■ WORK REQUEST A ■
According to the text about Cambodia in the 1970s, on what date did the Khmer Rouge capture Phnom Penh?
■ WORK REQUEST B ■
Please write the next part of the text about Cambodia in the 1970s, picking up after its final sentence.

■ TEXT SECTION ■
↓
I have the task of authoring a cultural blog post this week, a grave task given that the team visited two genocide memorials over the weekend: the killing fields of Choeung Ek and the Tuol Sleng Genocide Museum. For those of you who don’t know, the 1970s were an incredibly difficult time for the Cambodian people. Between 1969 and 1973, the United States carried out secret bombing raids in Cambodia. During these raids the US dropped over 2.7 million tons of ordinance on the country, some of which did not explode, leading partly to the work that we do. These bombings mainly targeted the countryside, forcing many families to relocate to urban areas where they had no homes or jobs. This would set the stage perfectly for the ideology of the Khmer Rouge and their leader Pol Pot.

On April 17, 1975 the Khmer Rouge captured Phnom Penh and immediately began driving people out of the city. Pol Pot’s vision for Cambodia was a primitive communal utopia but in reality, the Khmer Rouge turned the entire country into a forced labor camp. The citizens of Cambodia were essentially enslaved and forced to toil in rice farms day in and day out after being displaced from their homes. Anyone seen as a threat to the revolution was sent to a prison or “security office,” and eventually killed. Tuol Sleng was the site of one such place.
↑
■ EXERCISE DATA ■
↓
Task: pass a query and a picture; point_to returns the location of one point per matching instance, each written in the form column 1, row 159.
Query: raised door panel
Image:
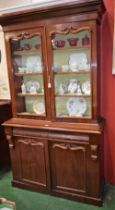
column 32, row 161
column 68, row 167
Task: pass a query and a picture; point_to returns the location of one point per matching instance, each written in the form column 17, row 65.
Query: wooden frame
column 10, row 203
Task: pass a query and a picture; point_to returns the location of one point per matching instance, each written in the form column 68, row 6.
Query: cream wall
column 4, row 84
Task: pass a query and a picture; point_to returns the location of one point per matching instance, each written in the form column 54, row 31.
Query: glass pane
column 72, row 74
column 28, row 75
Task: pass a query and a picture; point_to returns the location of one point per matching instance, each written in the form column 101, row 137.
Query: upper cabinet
column 70, row 63
column 29, row 72
column 52, row 71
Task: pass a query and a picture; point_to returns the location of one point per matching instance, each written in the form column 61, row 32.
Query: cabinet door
column 28, row 75
column 68, row 167
column 72, row 71
column 32, row 161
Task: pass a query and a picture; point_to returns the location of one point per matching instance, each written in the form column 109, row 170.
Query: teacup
column 73, row 41
column 59, row 43
column 65, row 68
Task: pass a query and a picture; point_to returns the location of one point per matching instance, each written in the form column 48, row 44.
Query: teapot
column 72, row 86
↑
■ WRITTEN RESPONSE A ■
April 17, 1975

■ WRITTEN RESPONSE B ■
Formally known as S-21, for Security Office-21, Tuol Sleng is now an educational museum and memorial to the people who were killed by Pol Pot’s regime. 14,000 of the estimated 2 million people killed by the Khmer Rogue were detained at S-21. The site remains largely unchanged from the way it was found in 1979, save for the two monuments erected in memory of the people who passed through the ground’s gates of corrugated steel. Outside the cell blocks, the original barbed wire nets that kept prisoners trapped within their buildings is still strung from the ground to the roof. Inside, the crude brick and mortar cells, no bigger than six feet long and three feet wide, have been preserved to give a sense of the living conditions that victims were forced to endure; sometimes two to a cell. This is where “enemies of the revolution,” artists, monks, educated people, and their families, were held until they were sent to the killing fields to be executed.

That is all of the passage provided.